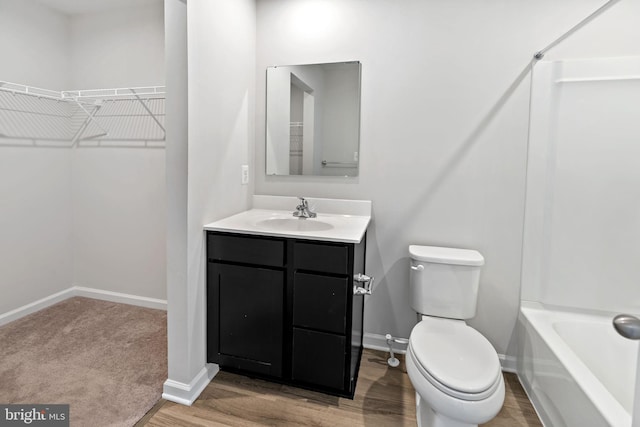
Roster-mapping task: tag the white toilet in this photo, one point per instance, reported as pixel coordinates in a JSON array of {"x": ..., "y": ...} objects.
[{"x": 454, "y": 369}]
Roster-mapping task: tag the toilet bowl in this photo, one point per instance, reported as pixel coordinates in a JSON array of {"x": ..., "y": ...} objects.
[
  {"x": 456, "y": 374},
  {"x": 454, "y": 369}
]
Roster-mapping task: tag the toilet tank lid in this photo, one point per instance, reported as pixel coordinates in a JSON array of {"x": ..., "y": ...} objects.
[{"x": 446, "y": 255}]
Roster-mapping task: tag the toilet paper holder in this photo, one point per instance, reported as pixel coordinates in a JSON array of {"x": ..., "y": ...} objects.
[{"x": 362, "y": 284}]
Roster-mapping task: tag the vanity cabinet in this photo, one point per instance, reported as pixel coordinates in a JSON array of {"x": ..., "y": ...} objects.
[{"x": 284, "y": 309}]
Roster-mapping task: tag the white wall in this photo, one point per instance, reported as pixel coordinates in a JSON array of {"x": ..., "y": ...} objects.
[
  {"x": 118, "y": 48},
  {"x": 445, "y": 97},
  {"x": 88, "y": 216},
  {"x": 221, "y": 87},
  {"x": 35, "y": 181},
  {"x": 119, "y": 194},
  {"x": 35, "y": 45}
]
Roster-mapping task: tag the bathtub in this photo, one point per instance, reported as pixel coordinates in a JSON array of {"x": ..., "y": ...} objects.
[{"x": 577, "y": 371}]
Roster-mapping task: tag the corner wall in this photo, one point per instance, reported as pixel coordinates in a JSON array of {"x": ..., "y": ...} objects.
[
  {"x": 220, "y": 62},
  {"x": 35, "y": 180},
  {"x": 119, "y": 194}
]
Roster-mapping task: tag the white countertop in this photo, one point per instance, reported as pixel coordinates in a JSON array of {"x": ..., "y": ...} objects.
[{"x": 281, "y": 223}]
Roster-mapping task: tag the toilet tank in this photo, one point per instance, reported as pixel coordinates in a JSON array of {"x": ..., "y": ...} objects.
[{"x": 444, "y": 281}]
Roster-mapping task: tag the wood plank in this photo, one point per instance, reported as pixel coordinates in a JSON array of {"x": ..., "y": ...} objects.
[{"x": 384, "y": 396}]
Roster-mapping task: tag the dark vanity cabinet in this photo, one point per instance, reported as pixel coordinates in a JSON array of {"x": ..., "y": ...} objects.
[{"x": 285, "y": 309}]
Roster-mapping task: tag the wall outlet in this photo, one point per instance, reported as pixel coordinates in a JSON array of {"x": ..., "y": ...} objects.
[{"x": 245, "y": 174}]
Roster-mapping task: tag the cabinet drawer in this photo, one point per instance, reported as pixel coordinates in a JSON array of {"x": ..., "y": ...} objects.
[
  {"x": 320, "y": 302},
  {"x": 320, "y": 257},
  {"x": 318, "y": 358},
  {"x": 249, "y": 250}
]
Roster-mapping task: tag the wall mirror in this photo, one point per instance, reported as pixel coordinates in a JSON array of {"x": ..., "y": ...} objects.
[{"x": 313, "y": 119}]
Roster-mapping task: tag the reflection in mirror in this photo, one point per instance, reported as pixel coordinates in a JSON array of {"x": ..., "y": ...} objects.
[{"x": 313, "y": 119}]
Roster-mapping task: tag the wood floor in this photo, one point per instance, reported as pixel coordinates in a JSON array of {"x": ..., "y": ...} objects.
[{"x": 384, "y": 397}]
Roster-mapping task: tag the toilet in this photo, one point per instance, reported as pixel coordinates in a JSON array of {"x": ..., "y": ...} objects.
[{"x": 454, "y": 369}]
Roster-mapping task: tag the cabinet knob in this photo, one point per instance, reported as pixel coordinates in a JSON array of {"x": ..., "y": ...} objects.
[{"x": 363, "y": 284}]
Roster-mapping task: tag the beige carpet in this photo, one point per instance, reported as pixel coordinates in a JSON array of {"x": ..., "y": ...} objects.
[{"x": 107, "y": 360}]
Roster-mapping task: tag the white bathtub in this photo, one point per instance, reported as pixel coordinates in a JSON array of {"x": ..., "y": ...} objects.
[{"x": 576, "y": 369}]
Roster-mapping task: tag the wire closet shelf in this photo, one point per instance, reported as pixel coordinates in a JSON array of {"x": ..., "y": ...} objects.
[{"x": 134, "y": 115}]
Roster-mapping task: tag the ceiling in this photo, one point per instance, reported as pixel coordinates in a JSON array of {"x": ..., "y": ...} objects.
[{"x": 77, "y": 7}]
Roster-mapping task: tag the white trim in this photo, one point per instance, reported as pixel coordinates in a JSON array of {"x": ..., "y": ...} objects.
[
  {"x": 186, "y": 394},
  {"x": 139, "y": 301},
  {"x": 38, "y": 305},
  {"x": 508, "y": 363},
  {"x": 80, "y": 291},
  {"x": 379, "y": 342}
]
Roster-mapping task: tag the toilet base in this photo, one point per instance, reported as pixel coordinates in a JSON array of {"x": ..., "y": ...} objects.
[{"x": 427, "y": 417}]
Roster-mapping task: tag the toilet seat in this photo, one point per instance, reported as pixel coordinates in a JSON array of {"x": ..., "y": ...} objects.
[{"x": 455, "y": 358}]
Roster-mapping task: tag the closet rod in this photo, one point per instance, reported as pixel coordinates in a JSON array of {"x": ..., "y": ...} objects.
[{"x": 540, "y": 54}]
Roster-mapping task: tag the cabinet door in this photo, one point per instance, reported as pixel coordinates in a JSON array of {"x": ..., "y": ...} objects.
[
  {"x": 318, "y": 358},
  {"x": 248, "y": 304},
  {"x": 320, "y": 302}
]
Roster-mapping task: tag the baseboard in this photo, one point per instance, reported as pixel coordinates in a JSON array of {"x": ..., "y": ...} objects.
[
  {"x": 508, "y": 363},
  {"x": 379, "y": 342},
  {"x": 38, "y": 305},
  {"x": 186, "y": 394},
  {"x": 80, "y": 291},
  {"x": 139, "y": 301}
]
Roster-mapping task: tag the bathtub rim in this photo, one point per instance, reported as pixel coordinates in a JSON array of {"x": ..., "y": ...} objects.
[{"x": 543, "y": 316}]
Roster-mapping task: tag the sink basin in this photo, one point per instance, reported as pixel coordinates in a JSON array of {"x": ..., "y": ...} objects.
[{"x": 293, "y": 224}]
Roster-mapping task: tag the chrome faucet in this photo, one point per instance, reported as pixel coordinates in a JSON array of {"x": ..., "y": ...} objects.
[{"x": 302, "y": 210}]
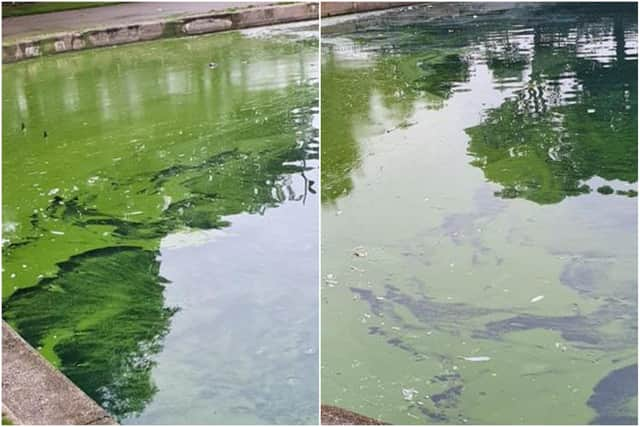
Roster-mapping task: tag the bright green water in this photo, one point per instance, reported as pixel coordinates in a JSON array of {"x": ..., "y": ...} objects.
[
  {"x": 479, "y": 216},
  {"x": 145, "y": 143}
]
**********
Task description:
Transcribe the preceding listing in its entirety and with exact wording, leaving out pictures.

Response to the task:
Roster-mapping task: tag the white toilet in this photo, one point per instance, reported as pixel coordinates in a JSON array of {"x": ..., "y": ...} objects.
[{"x": 454, "y": 369}]
Roster-mapping task: tag the toilet bowl in this photo, one point per instance, reported as pixel coordinates in a JSON array of {"x": ..., "y": ...} objects.
[
  {"x": 456, "y": 374},
  {"x": 454, "y": 369}
]
Roster-mapping task: tag the toilet tank lid in this photo, one point per instance, reported as pixel coordinates in a JSON array of {"x": ..., "y": ...} objects.
[{"x": 446, "y": 255}]
Roster-mapping task: tag the toilet paper holder in this photo, one point per instance, reported as pixel coordinates in a JSON array of {"x": ..., "y": ...} objects.
[{"x": 362, "y": 284}]
Roster-mapping task: tag the vanity cabinet in this photo, one point per instance, reported as pixel coordinates in a JSON array of {"x": ..., "y": ...} objects.
[{"x": 284, "y": 309}]
Roster-mapping task: tag the white wall in this photo, one point per instance, reported as pixel coordinates in a JSON array of {"x": ..., "y": ...} objects.
[
  {"x": 118, "y": 48},
  {"x": 445, "y": 97},
  {"x": 88, "y": 216},
  {"x": 221, "y": 87},
  {"x": 35, "y": 181},
  {"x": 119, "y": 194},
  {"x": 35, "y": 45}
]
Roster-mapping task: tag the bathtub in this photo, one point per instance, reported as pixel coordinates in a JSON array of {"x": ..., "y": ...} objects.
[{"x": 577, "y": 371}]
Roster-mapping task: tag the corner wall in this photo, one point per instance, reported as pixel coordinates in a JSON array of {"x": ..., "y": ...} objects.
[
  {"x": 220, "y": 62},
  {"x": 35, "y": 180},
  {"x": 119, "y": 194}
]
Roster-mapping task: tag the white countertop in this photo, one point per instance, reported as pixel coordinates in a JSON array of {"x": ..., "y": ...} objects.
[{"x": 281, "y": 223}]
Roster-mapping task: tag the toilet tank in this photo, one point per instance, reported as pixel coordinates in a JSON array of {"x": ..., "y": ...} objects.
[{"x": 444, "y": 281}]
Roster-mapping task: tag the wood plank in this photo, one point per instance, reported as pixel coordinates in a JSON array of {"x": ..., "y": ...} objects.
[{"x": 384, "y": 396}]
Roster-mapping task: tag the dark vanity cabinet in this photo, one point per instance, reported as pixel coordinates in a JSON array of {"x": ..., "y": ...} objects.
[{"x": 285, "y": 309}]
Roster-mapping task: tag the wall outlet in this photo, one point per instance, reported as pixel coordinates in a JSON array of {"x": ..., "y": ...} objects.
[{"x": 245, "y": 174}]
Roster-mapping task: tag the cabinet drawer in this photo, one point per instance, reported as pixel coordinates in a JSON array of {"x": ..., "y": ...} objects.
[
  {"x": 320, "y": 302},
  {"x": 320, "y": 257},
  {"x": 318, "y": 358},
  {"x": 249, "y": 250}
]
Roster-mapping task: tag the wall mirror in this photo, one point per instance, reported as pixel coordinates in a JSON array of {"x": ..., "y": ...} objects.
[{"x": 313, "y": 119}]
Roster-mapping task: tag the reflection in mirror in this photo, one point per instance, reported as pixel coordinates in a JSON array of {"x": ..., "y": ...} objects.
[{"x": 313, "y": 119}]
Roster-mapping task: tag the wood floor in this photo, one point per instance, reported as pixel coordinates in a JSON array of {"x": ..., "y": ...} objects.
[{"x": 384, "y": 397}]
Roster-mapping task: tag the toilet in this photo, one point per instance, reported as pixel coordinates in a JSON array of {"x": ..., "y": ...} objects.
[{"x": 454, "y": 369}]
Roster-mapping task: tag the cabinet knob in this photo, one point per instance, reported as pixel coordinates in a JSON array of {"x": ..., "y": ...} objects.
[{"x": 363, "y": 284}]
Roster-mapping task: tag the beige carpet in this photo, one point per instance, reported as pixel coordinates in a JSON array of {"x": ..., "y": ...} objects.
[{"x": 107, "y": 360}]
Roster-mapping task: tag the white bathtub in this photo, one point per instance, reported as pixel coordinates in a JSON array of {"x": ..., "y": ...} objects.
[{"x": 576, "y": 369}]
Roster-mapping task: tag the wire closet shelf in this photo, one point per instance, reported as pixel coordinates in a JSON array of {"x": ..., "y": ...} objects.
[{"x": 134, "y": 115}]
Roster-mapping task: tag the ceiling in this photo, one point per instance, reported as pixel coordinates in a JSON array of {"x": ..., "y": ...} objects.
[{"x": 77, "y": 7}]
Roster-mapping task: tag the white trim in this photo, one point per instance, reported as pixel coordinates in a JSON array of {"x": ..., "y": ...} objects.
[
  {"x": 186, "y": 394},
  {"x": 139, "y": 301},
  {"x": 38, "y": 305},
  {"x": 508, "y": 363},
  {"x": 80, "y": 291},
  {"x": 379, "y": 342}
]
Roster-mapping task: tag the toilet base in this photo, one point per instance, reported as pixel coordinates in a JSON array of {"x": ..., "y": ...} objects.
[{"x": 427, "y": 417}]
Roster-mapping task: tag the toilet seat in this photo, one point per instance, reported as pixel coordinates in a JSON array of {"x": ..., "y": ...} objects.
[{"x": 455, "y": 358}]
Roster-mapping task: tag the closet rod in this photo, one point per instance, reported as pixel coordinates in a JSON array of {"x": ..., "y": ...} objects.
[{"x": 540, "y": 54}]
Roster-mapping task: tag the cabinet door in this photo, one point per instance, reported as pixel coordinates in a JSON array of {"x": ..., "y": ...} objects.
[
  {"x": 318, "y": 358},
  {"x": 248, "y": 304},
  {"x": 320, "y": 302}
]
Roster-mapping task: tag the baseboard in this photo, one point per instance, reported as pixel coordinates in a JSON array of {"x": ..., "y": ...} objects.
[
  {"x": 508, "y": 363},
  {"x": 379, "y": 342},
  {"x": 38, "y": 305},
  {"x": 186, "y": 394},
  {"x": 80, "y": 291},
  {"x": 139, "y": 301}
]
Roster-mapping task: tag the bathtub rim in this photo, one point per instance, reported as pixel coordinates in a JSON array of {"x": ..., "y": ...} objects.
[{"x": 543, "y": 316}]
Roster-mapping task: tag the sink basin in this photo, one point per instance, reported as pixel coordinates in a JSON array of {"x": ..., "y": ...} objects.
[{"x": 293, "y": 224}]
Roster-mapping task: tag the chrome faucet in this photo, one point per instance, reported as pixel coordinates in a JSON array of {"x": ..., "y": ...} objects.
[{"x": 302, "y": 210}]
Roster-mapping task: tag the bright green water in this photo, one point per instance, reported as pixel coordinates in a JSON array of {"x": ..., "y": ...} objects.
[
  {"x": 479, "y": 216},
  {"x": 145, "y": 143}
]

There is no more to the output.